» WHAT THIS TASK INVOLVES: Quote the lines starting at the one that contains "scan for: yellow kayak" and ending at the end of the records, leaving out the pictures.

» MATERIAL FOR THE TASK:
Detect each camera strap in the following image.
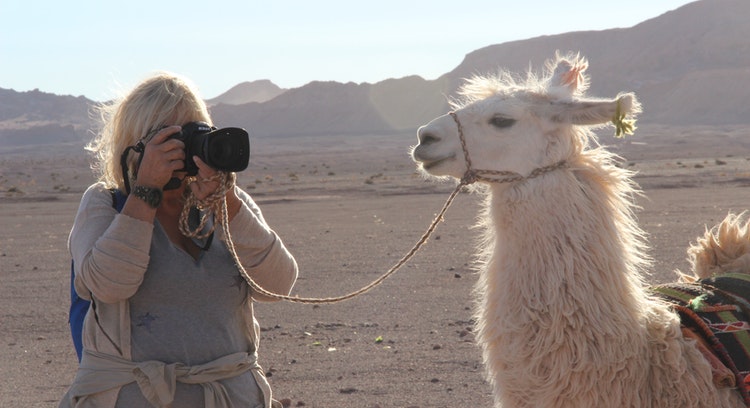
[120,140,146,194]
[120,140,182,194]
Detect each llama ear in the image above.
[547,55,589,99]
[549,93,641,137]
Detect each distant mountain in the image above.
[206,79,286,106]
[444,0,750,125]
[211,76,446,137]
[0,88,94,146]
[0,0,750,145]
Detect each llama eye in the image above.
[490,116,516,129]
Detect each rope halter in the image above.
[449,111,568,186]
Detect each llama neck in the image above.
[484,160,642,320]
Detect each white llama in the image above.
[412,55,745,408]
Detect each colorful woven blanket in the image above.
[651,273,750,407]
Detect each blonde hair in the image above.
[86,72,211,191]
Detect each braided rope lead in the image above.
[221,178,465,304]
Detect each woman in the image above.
[60,73,297,408]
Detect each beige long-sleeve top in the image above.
[61,183,297,407]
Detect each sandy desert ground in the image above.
[0,126,750,408]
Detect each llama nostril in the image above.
[419,132,440,145]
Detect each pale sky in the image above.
[0,0,696,101]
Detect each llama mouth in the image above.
[422,154,456,170]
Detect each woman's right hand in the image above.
[135,126,185,188]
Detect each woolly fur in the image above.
[440,56,750,408]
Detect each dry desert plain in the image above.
[0,125,750,408]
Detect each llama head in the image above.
[412,51,640,179]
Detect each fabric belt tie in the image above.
[72,350,272,408]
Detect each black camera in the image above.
[170,122,250,176]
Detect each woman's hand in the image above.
[188,156,242,221]
[135,126,185,188]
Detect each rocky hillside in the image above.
[0,0,750,146]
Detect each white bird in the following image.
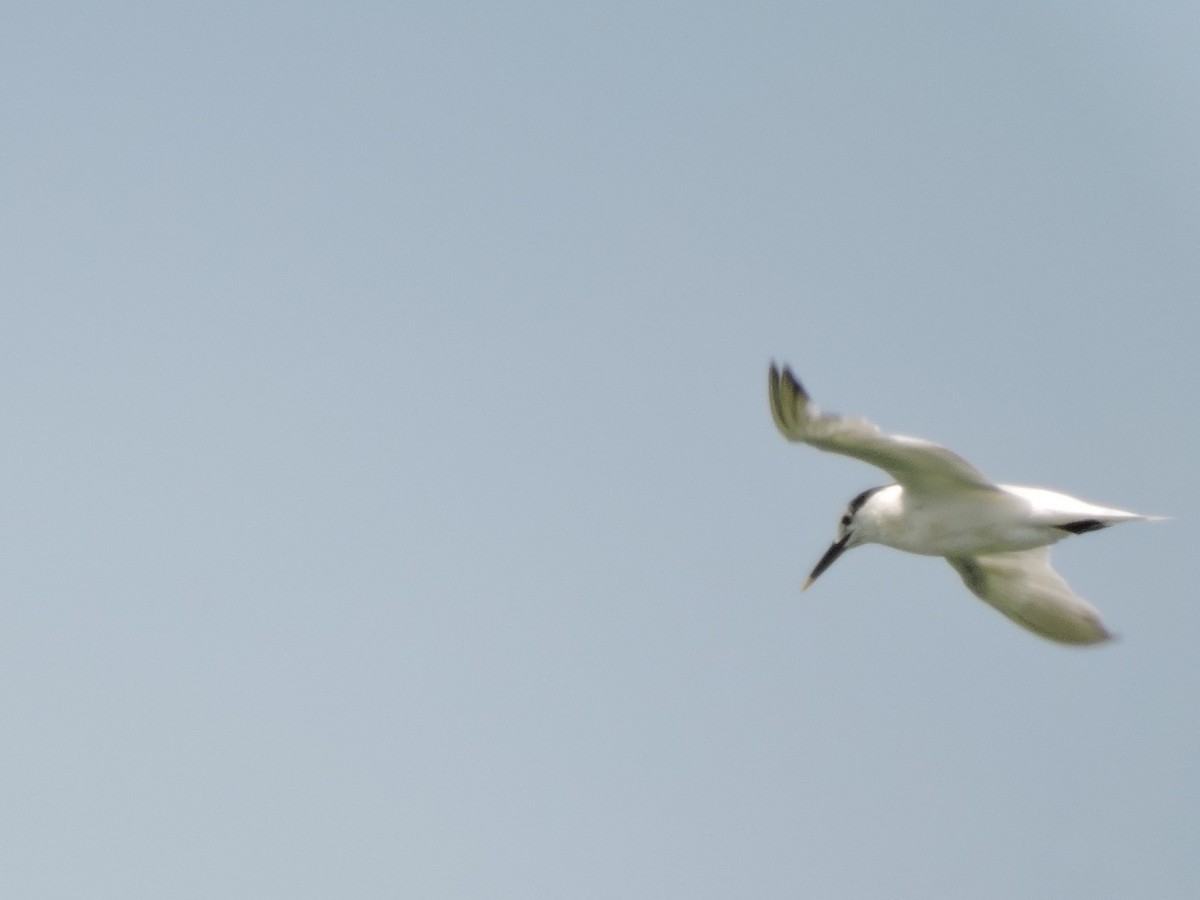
[770,364,1158,644]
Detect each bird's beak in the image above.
[800,534,850,590]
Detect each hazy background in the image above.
[0,0,1200,900]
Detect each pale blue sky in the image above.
[0,0,1200,900]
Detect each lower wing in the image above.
[946,547,1112,644]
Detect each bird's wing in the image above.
[770,364,996,493]
[946,547,1111,643]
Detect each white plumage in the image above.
[770,365,1154,644]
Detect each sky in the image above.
[0,0,1200,900]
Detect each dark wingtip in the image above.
[782,366,810,400]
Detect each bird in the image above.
[769,362,1162,644]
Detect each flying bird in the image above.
[770,364,1158,644]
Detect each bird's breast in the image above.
[875,492,1063,557]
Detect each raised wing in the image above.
[770,364,996,492]
[946,547,1112,643]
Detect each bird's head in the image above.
[800,487,883,590]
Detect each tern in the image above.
[770,364,1159,644]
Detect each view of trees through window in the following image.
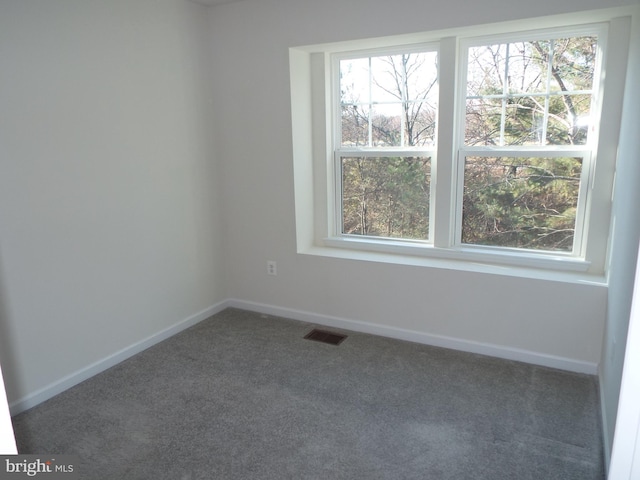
[337,36,597,252]
[340,52,438,240]
[462,36,597,251]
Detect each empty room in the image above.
[0,0,640,480]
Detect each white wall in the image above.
[211,0,635,371]
[600,6,640,464]
[0,0,226,405]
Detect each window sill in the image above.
[310,237,606,285]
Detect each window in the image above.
[460,29,599,255]
[290,13,629,274]
[334,49,438,240]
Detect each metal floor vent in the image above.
[304,328,347,345]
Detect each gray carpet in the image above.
[14,309,604,480]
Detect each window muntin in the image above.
[338,51,438,148]
[462,156,583,252]
[334,47,438,241]
[464,35,598,146]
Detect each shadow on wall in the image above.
[0,246,19,403]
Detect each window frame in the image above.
[328,42,440,245]
[289,8,633,279]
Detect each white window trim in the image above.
[290,8,633,281]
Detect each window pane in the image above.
[551,36,598,92]
[341,157,431,240]
[462,157,582,252]
[340,52,438,147]
[342,105,369,147]
[340,58,370,103]
[467,45,506,97]
[371,55,404,103]
[547,95,591,145]
[503,97,546,145]
[405,102,438,147]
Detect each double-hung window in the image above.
[456,28,599,256]
[292,14,628,273]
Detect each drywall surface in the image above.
[211,0,634,368]
[0,0,224,402]
[600,8,640,464]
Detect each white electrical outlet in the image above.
[267,260,278,275]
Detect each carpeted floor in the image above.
[14,309,604,480]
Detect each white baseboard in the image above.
[598,371,613,476]
[9,301,229,415]
[227,299,598,375]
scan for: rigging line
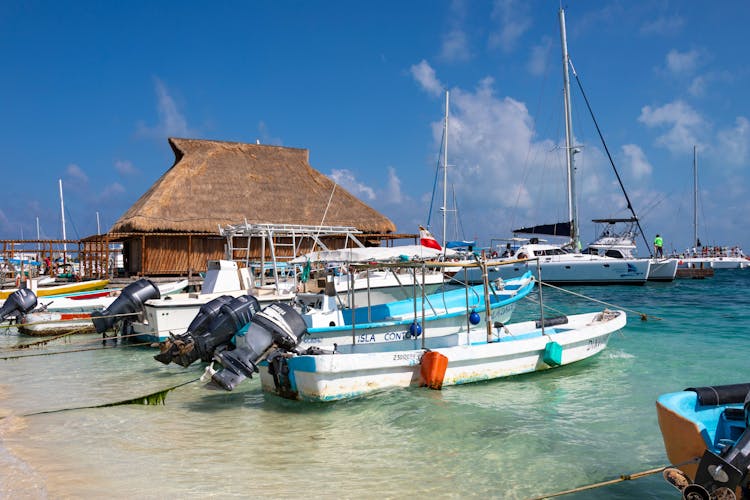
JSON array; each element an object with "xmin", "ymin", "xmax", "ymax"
[
  {"xmin": 539, "ymin": 281, "xmax": 662, "ymax": 321},
  {"xmin": 568, "ymin": 58, "xmax": 653, "ymax": 257},
  {"xmin": 427, "ymin": 125, "xmax": 445, "ymax": 229},
  {"xmin": 65, "ymin": 207, "xmax": 81, "ymax": 240}
]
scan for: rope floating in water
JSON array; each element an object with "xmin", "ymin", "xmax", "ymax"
[
  {"xmin": 9, "ymin": 377, "xmax": 200, "ymax": 418},
  {"xmin": 539, "ymin": 281, "xmax": 662, "ymax": 321}
]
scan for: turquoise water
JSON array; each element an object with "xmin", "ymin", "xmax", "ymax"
[{"xmin": 0, "ymin": 270, "xmax": 750, "ymax": 499}]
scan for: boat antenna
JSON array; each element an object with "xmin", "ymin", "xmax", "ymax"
[
  {"xmin": 693, "ymin": 145, "xmax": 701, "ymax": 247},
  {"xmin": 57, "ymin": 179, "xmax": 68, "ymax": 254},
  {"xmin": 440, "ymin": 90, "xmax": 450, "ymax": 252},
  {"xmin": 560, "ymin": 9, "xmax": 581, "ymax": 252},
  {"xmin": 569, "ymin": 56, "xmax": 653, "ymax": 257}
]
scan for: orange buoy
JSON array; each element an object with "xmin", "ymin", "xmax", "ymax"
[{"xmin": 419, "ymin": 351, "xmax": 448, "ymax": 391}]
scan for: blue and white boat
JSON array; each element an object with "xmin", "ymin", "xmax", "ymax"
[
  {"xmin": 247, "ymin": 310, "xmax": 626, "ymax": 402},
  {"xmin": 656, "ymin": 383, "xmax": 750, "ymax": 500},
  {"xmin": 156, "ymin": 273, "xmax": 534, "ymax": 372},
  {"xmin": 204, "ymin": 266, "xmax": 626, "ymax": 402},
  {"xmin": 296, "ymin": 272, "xmax": 534, "ymax": 353}
]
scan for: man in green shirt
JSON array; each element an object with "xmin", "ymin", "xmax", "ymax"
[{"xmin": 654, "ymin": 234, "xmax": 664, "ymax": 257}]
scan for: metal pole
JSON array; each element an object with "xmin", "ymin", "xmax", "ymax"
[
  {"xmin": 536, "ymin": 257, "xmax": 544, "ymax": 335},
  {"xmin": 441, "ymin": 90, "xmax": 450, "ymax": 252},
  {"xmin": 58, "ymin": 179, "xmax": 68, "ymax": 252},
  {"xmin": 560, "ymin": 9, "xmax": 580, "ymax": 252}
]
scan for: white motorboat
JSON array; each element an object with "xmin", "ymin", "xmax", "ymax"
[
  {"xmin": 120, "ymin": 260, "xmax": 296, "ymax": 342},
  {"xmin": 253, "ymin": 310, "xmax": 626, "ymax": 402}
]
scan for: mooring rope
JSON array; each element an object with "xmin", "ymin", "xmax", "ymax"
[
  {"xmin": 0, "ymin": 311, "xmax": 140, "ymax": 329},
  {"xmin": 0, "ymin": 377, "xmax": 200, "ymax": 420},
  {"xmin": 538, "ymin": 281, "xmax": 662, "ymax": 321},
  {"xmin": 528, "ymin": 457, "xmax": 700, "ymax": 500}
]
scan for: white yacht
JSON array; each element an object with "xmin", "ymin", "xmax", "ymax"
[
  {"xmin": 584, "ymin": 217, "xmax": 678, "ymax": 281},
  {"xmin": 457, "ymin": 10, "xmax": 651, "ymax": 285},
  {"xmin": 456, "ymin": 238, "xmax": 651, "ymax": 285}
]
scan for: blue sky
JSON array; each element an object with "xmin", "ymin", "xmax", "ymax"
[{"xmin": 0, "ymin": 0, "xmax": 750, "ymax": 253}]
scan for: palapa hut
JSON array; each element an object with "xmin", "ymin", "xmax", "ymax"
[{"xmin": 108, "ymin": 138, "xmax": 396, "ymax": 276}]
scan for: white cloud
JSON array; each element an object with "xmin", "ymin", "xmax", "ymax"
[
  {"xmin": 638, "ymin": 100, "xmax": 706, "ymax": 154},
  {"xmin": 717, "ymin": 116, "xmax": 750, "ymax": 165},
  {"xmin": 666, "ymin": 49, "xmax": 701, "ymax": 76},
  {"xmin": 115, "ymin": 160, "xmax": 138, "ymax": 176},
  {"xmin": 440, "ymin": 29, "xmax": 471, "ymax": 61},
  {"xmin": 99, "ymin": 182, "xmax": 125, "ymax": 200},
  {"xmin": 489, "ymin": 0, "xmax": 531, "ymax": 52},
  {"xmin": 622, "ymin": 144, "xmax": 653, "ymax": 180},
  {"xmin": 65, "ymin": 163, "xmax": 89, "ymax": 184},
  {"xmin": 383, "ymin": 167, "xmax": 404, "ymax": 204},
  {"xmin": 138, "ymin": 78, "xmax": 197, "ymax": 139},
  {"xmin": 526, "ymin": 37, "xmax": 552, "ymax": 76},
  {"xmin": 328, "ymin": 169, "xmax": 376, "ymax": 201},
  {"xmin": 641, "ymin": 16, "xmax": 685, "ymax": 35},
  {"xmin": 410, "ymin": 60, "xmax": 444, "ymax": 96}
]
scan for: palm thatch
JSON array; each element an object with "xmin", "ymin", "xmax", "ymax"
[{"xmin": 111, "ymin": 138, "xmax": 396, "ymax": 234}]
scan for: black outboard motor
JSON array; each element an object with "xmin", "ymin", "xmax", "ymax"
[
  {"xmin": 154, "ymin": 295, "xmax": 260, "ymax": 367},
  {"xmin": 211, "ymin": 302, "xmax": 307, "ymax": 391},
  {"xmin": 0, "ymin": 288, "xmax": 36, "ymax": 321},
  {"xmin": 91, "ymin": 278, "xmax": 161, "ymax": 333},
  {"xmin": 682, "ymin": 393, "xmax": 750, "ymax": 500}
]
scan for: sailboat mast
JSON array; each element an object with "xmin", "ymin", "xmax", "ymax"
[
  {"xmin": 58, "ymin": 179, "xmax": 68, "ymax": 252},
  {"xmin": 693, "ymin": 146, "xmax": 700, "ymax": 247},
  {"xmin": 441, "ymin": 90, "xmax": 450, "ymax": 249},
  {"xmin": 560, "ymin": 9, "xmax": 581, "ymax": 252}
]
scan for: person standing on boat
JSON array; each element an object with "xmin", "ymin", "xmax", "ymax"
[{"xmin": 654, "ymin": 234, "xmax": 664, "ymax": 257}]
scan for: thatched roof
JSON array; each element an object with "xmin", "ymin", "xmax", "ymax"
[{"xmin": 111, "ymin": 138, "xmax": 396, "ymax": 234}]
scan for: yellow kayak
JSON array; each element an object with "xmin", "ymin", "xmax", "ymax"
[{"xmin": 0, "ymin": 280, "xmax": 109, "ymax": 299}]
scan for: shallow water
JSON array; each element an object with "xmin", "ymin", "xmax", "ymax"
[{"xmin": 0, "ymin": 270, "xmax": 750, "ymax": 499}]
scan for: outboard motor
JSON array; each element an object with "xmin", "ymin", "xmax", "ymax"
[
  {"xmin": 91, "ymin": 278, "xmax": 161, "ymax": 333},
  {"xmin": 211, "ymin": 302, "xmax": 307, "ymax": 391},
  {"xmin": 0, "ymin": 288, "xmax": 36, "ymax": 321},
  {"xmin": 682, "ymin": 393, "xmax": 750, "ymax": 500},
  {"xmin": 154, "ymin": 295, "xmax": 260, "ymax": 367}
]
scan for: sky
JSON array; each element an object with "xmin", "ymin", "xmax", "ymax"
[{"xmin": 0, "ymin": 0, "xmax": 750, "ymax": 255}]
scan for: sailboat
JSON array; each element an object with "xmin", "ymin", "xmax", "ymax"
[
  {"xmin": 584, "ymin": 216, "xmax": 678, "ymax": 282},
  {"xmin": 467, "ymin": 9, "xmax": 651, "ymax": 285},
  {"xmin": 680, "ymin": 146, "xmax": 750, "ymax": 269}
]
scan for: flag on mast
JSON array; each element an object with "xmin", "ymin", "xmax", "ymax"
[{"xmin": 419, "ymin": 226, "xmax": 443, "ymax": 250}]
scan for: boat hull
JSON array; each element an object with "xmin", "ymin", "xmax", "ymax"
[
  {"xmin": 261, "ymin": 311, "xmax": 626, "ymax": 402},
  {"xmin": 0, "ymin": 280, "xmax": 109, "ymax": 299},
  {"xmin": 656, "ymin": 384, "xmax": 750, "ymax": 494},
  {"xmin": 457, "ymin": 256, "xmax": 650, "ymax": 285},
  {"xmin": 648, "ymin": 259, "xmax": 679, "ymax": 281}
]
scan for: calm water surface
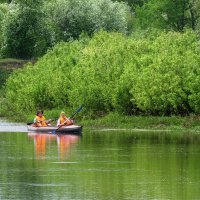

» RESULT FOR THIS TASK:
scan for: yellow kayak
JSON array; each element an object with "xmin", "ymin", "xmax", "ymax"
[{"xmin": 0, "ymin": 280, "xmax": 109, "ymax": 299}]
scan for: shallow water
JSON array; each element an object with "xmin", "ymin", "xmax", "ymax"
[{"xmin": 0, "ymin": 270, "xmax": 750, "ymax": 499}]
scan for: outboard motor
JSON array; each element an object with "xmin", "ymin", "xmax", "ymax"
[
  {"xmin": 91, "ymin": 278, "xmax": 161, "ymax": 333},
  {"xmin": 211, "ymin": 302, "xmax": 307, "ymax": 391},
  {"xmin": 0, "ymin": 288, "xmax": 36, "ymax": 321},
  {"xmin": 682, "ymin": 393, "xmax": 750, "ymax": 500},
  {"xmin": 154, "ymin": 295, "xmax": 260, "ymax": 367}
]
scan for: sky
JSON array; each element an object with "xmin", "ymin", "xmax", "ymax"
[{"xmin": 0, "ymin": 0, "xmax": 750, "ymax": 255}]
scan for: sailboat
JSON array; each element an object with "xmin", "ymin", "xmax", "ymax"
[
  {"xmin": 584, "ymin": 216, "xmax": 678, "ymax": 282},
  {"xmin": 467, "ymin": 9, "xmax": 651, "ymax": 285},
  {"xmin": 680, "ymin": 146, "xmax": 750, "ymax": 269}
]
scan for: flag on mast
JSON array; each element an object with "xmin", "ymin", "xmax", "ymax"
[{"xmin": 419, "ymin": 226, "xmax": 443, "ymax": 250}]
scan for: boat hull
JSON array; each element an object with "xmin", "ymin", "xmax", "ymax"
[
  {"xmin": 261, "ymin": 311, "xmax": 626, "ymax": 402},
  {"xmin": 0, "ymin": 280, "xmax": 109, "ymax": 299},
  {"xmin": 656, "ymin": 384, "xmax": 750, "ymax": 494},
  {"xmin": 457, "ymin": 256, "xmax": 650, "ymax": 285},
  {"xmin": 648, "ymin": 259, "xmax": 679, "ymax": 281}
]
scan for: calm water surface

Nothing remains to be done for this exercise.